● Text section:
= = = = = = =

The first step is to identify locations mentioned within XDD documents. There are several ways to approach this. We could either use some sort of NER model (e.g., OpenNLP) or go for a strict string matching approach (i.e., matching every word in the text body of a document versus every named location in WOF)

I am currently interested in pursuing the latter approach for expediency, but there are several potential drawbacks to this approach listed below. Q: How to handle partial string matches or multi-word locations names? A: You cannot, at least not in a robust and satisfactory method. Both of these problems would be ameliorated in an NER model based approach.

Q How would you handle the i/o implications of matching two very large vectors? A We have to do some load testing before we know if this is even possible or is a problem. There are a variety of ways that we could try batching up the process to make the footprint smaller. A few ideas off the top of my head include 1) trimming down the WOF to just name and id field for initial match; 2) doing limited nlp pre-processing to only consider nouns (would help with aforementioned multi-word problem); 3) Running the entire thing within PostgreSQL where everything is pre-optimized.

= = = = = = =

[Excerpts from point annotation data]
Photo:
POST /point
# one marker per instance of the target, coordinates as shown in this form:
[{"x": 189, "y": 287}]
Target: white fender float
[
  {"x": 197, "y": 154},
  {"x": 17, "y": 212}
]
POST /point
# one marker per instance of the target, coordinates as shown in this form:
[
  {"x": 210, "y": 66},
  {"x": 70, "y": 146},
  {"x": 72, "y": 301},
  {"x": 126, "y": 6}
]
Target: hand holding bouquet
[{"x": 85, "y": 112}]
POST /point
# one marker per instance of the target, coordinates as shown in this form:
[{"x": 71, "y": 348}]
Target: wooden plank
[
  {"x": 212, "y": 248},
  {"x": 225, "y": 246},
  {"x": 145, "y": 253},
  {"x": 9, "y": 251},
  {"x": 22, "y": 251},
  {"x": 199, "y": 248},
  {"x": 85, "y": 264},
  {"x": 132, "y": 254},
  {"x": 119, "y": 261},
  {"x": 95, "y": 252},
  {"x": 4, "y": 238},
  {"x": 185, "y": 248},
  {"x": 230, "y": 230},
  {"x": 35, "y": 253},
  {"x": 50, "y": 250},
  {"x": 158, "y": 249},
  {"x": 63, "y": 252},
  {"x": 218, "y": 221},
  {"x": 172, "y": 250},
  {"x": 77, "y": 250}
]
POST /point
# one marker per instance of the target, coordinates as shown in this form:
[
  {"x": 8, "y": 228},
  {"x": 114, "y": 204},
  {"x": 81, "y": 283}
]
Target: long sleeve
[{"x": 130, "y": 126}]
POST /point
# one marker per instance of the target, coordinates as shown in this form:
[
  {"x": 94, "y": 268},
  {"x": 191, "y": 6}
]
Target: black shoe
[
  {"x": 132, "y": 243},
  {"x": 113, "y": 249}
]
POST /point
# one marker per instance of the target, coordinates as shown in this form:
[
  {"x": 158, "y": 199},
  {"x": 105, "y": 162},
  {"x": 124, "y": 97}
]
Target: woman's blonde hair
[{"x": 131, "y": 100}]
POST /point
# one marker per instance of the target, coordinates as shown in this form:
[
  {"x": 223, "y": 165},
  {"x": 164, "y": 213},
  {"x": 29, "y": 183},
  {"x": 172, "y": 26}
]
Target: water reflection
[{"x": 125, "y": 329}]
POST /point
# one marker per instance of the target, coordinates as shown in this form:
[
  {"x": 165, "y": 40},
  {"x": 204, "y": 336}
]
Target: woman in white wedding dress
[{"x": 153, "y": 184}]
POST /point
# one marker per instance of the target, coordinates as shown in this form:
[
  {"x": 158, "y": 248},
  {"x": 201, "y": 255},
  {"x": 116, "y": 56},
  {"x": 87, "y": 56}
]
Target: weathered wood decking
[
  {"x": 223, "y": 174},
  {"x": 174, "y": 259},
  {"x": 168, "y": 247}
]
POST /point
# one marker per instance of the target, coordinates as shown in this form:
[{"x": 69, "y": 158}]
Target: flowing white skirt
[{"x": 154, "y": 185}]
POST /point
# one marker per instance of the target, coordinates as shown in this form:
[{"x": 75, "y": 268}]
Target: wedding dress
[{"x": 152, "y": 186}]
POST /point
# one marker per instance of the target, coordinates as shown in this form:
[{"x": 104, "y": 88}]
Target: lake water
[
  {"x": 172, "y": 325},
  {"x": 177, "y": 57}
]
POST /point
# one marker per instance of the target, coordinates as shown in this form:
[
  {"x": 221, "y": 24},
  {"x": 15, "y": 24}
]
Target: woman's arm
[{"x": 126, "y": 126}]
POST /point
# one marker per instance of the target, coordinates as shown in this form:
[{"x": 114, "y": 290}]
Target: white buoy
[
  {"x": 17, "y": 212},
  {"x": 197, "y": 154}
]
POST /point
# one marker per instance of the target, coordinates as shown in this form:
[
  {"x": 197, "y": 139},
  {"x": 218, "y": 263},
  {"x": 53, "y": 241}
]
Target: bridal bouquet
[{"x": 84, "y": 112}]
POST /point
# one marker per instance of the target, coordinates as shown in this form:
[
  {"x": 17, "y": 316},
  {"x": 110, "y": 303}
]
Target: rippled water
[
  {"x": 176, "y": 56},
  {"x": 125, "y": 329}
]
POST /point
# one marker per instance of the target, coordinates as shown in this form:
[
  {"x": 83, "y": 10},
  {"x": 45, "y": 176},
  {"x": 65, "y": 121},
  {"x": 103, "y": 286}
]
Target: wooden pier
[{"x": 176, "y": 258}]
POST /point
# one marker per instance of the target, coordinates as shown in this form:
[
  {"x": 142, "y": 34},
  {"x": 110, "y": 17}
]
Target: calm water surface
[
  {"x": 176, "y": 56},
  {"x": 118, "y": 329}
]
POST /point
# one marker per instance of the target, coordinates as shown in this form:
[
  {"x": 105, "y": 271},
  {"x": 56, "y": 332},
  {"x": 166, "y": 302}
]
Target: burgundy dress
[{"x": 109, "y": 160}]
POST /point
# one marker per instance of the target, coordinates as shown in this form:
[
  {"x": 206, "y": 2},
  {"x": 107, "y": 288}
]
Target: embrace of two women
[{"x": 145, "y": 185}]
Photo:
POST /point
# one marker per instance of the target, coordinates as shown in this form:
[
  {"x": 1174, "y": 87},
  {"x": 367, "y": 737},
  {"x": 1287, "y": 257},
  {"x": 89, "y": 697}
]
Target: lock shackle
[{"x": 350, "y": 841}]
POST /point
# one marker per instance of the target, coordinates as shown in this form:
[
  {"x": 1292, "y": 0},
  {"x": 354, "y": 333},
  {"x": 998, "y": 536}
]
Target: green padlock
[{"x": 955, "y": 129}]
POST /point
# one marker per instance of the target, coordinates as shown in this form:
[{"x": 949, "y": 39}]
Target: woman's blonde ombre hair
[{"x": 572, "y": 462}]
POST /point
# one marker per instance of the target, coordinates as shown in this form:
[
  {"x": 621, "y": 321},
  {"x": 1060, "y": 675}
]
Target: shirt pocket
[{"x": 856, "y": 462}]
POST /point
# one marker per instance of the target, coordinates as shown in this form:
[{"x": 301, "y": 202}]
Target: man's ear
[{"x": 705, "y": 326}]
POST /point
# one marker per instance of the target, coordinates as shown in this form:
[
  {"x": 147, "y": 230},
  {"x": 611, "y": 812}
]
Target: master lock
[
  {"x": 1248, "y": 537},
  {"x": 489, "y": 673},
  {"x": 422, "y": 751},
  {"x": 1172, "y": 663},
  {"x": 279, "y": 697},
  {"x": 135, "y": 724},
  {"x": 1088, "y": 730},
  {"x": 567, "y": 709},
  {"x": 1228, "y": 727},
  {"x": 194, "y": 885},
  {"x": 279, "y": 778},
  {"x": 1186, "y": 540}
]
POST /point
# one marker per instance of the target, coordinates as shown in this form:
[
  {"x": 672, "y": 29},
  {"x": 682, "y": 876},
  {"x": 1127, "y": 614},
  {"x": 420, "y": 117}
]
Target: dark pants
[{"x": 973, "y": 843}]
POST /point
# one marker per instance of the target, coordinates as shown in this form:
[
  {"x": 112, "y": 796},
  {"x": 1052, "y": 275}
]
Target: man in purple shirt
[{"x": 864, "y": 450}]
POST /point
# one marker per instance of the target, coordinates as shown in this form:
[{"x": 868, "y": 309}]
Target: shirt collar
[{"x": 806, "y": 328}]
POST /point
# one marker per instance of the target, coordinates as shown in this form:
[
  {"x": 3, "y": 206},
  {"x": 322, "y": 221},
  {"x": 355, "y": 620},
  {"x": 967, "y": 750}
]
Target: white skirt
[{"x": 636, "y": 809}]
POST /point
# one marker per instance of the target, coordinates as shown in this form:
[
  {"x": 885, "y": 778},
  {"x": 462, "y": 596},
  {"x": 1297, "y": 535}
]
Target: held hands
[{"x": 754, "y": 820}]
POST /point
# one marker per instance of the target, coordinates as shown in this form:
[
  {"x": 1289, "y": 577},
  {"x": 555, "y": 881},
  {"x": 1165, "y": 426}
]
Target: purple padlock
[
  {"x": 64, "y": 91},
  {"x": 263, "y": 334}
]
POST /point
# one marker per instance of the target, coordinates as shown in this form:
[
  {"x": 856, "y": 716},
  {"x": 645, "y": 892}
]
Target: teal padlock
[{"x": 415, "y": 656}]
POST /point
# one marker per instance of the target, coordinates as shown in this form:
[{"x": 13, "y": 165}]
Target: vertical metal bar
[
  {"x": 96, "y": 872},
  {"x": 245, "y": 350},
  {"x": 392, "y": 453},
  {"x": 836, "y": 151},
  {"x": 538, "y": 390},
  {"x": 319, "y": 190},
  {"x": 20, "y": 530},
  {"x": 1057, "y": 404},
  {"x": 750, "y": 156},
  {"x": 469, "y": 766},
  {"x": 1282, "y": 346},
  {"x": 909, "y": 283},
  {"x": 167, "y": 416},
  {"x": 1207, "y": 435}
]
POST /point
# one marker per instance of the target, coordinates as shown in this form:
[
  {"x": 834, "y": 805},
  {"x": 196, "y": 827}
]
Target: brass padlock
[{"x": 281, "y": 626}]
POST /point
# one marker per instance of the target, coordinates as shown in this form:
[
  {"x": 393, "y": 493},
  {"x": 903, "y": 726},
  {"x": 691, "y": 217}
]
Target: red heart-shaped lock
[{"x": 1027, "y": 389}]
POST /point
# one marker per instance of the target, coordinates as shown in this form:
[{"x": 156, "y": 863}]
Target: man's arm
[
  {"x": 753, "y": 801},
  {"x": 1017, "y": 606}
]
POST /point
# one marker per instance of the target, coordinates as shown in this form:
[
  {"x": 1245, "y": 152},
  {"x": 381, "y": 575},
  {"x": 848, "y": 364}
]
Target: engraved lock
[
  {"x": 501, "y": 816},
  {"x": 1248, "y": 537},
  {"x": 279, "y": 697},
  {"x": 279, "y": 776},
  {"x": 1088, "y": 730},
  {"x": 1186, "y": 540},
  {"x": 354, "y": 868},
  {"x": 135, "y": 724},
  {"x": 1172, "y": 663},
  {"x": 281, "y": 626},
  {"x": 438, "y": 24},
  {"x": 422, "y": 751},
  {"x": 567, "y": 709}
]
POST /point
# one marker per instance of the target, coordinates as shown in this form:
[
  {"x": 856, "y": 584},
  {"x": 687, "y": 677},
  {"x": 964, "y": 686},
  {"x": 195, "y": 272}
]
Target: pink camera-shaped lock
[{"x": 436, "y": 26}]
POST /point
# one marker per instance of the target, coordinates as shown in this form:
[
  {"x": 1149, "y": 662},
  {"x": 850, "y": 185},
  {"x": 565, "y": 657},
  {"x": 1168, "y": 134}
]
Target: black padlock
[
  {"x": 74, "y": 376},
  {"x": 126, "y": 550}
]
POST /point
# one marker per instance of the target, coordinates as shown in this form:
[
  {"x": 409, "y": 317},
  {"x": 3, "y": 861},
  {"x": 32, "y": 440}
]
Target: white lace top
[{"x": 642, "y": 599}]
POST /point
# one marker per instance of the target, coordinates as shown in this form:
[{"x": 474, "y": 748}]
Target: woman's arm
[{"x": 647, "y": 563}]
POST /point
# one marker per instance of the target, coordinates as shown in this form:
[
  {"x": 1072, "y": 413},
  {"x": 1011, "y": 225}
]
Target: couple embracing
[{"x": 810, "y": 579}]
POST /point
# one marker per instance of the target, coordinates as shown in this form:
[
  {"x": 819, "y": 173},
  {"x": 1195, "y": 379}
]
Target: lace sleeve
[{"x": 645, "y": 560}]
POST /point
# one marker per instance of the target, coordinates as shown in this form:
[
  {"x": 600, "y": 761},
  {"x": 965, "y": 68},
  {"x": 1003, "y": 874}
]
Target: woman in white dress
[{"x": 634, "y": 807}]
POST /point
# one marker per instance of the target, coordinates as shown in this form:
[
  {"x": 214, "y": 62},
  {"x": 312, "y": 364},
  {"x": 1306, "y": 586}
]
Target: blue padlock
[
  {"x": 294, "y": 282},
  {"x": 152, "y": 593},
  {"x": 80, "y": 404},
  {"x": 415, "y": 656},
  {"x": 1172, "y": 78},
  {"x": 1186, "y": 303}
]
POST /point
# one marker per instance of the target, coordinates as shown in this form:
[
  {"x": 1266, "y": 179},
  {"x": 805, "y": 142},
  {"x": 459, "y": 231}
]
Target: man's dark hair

= = = = = = =

● Tasks to carry out:
1) Repeat the passage from the location-matching notes word for word, starting at "I am currently" and ending at "model based approach.".
2) Carry on the notes on matching place names in XDD documents, picking up right after their last sentence.

● Expected results:
1)
I am currently interested in pursuing the latter approach for expediency, but there are several potential drawbacks to this approach listed below. Q: How to handle partial string matches or multi-word locations names? A: You cannot, at least not in a robust and satisfactory method. Both of these problems would be ameliorated in an NER model based approach.

2)
Q How would you handle the i/o implications of working with WOF within the CHTC framework - (i.e., moving around different copies of WOF among CHTC nodes)? A The answer to this is currently unclear. Will have to consult with Ian when we get to that stage. I could try standing up WOF as a service somewhere or using its git API (more research needed) so that the WOF download and search is done by the web... though I think that would just be a lateral move rather than an improvement in the i/o situation.

Identify Candidate Regions

This step is straight-forward, for every location matched within WOF (regardless of hierarchy) we extract its relevant parent region (if found). So, going back to the aforementioned New York, NY example, if we match 873, Brooklyn in our document, then we would extract 52, New York as a candidate region.

Model Regions by Parents and Children

We then look at all of our candidate regions and construct the following model.

[TRUE/FALSE] ~ b0*(#parent country mentions) + b1*(#adjacent regions) + b2*(#child city mentions) + b3*(#child location mentions)

Presumably this model is going to be some form of logistic regression or an analog. Once we've gotten this far (or actually once we've gotten some training data) it might be worth re-consulting with the ML group to look for alternative algorithms.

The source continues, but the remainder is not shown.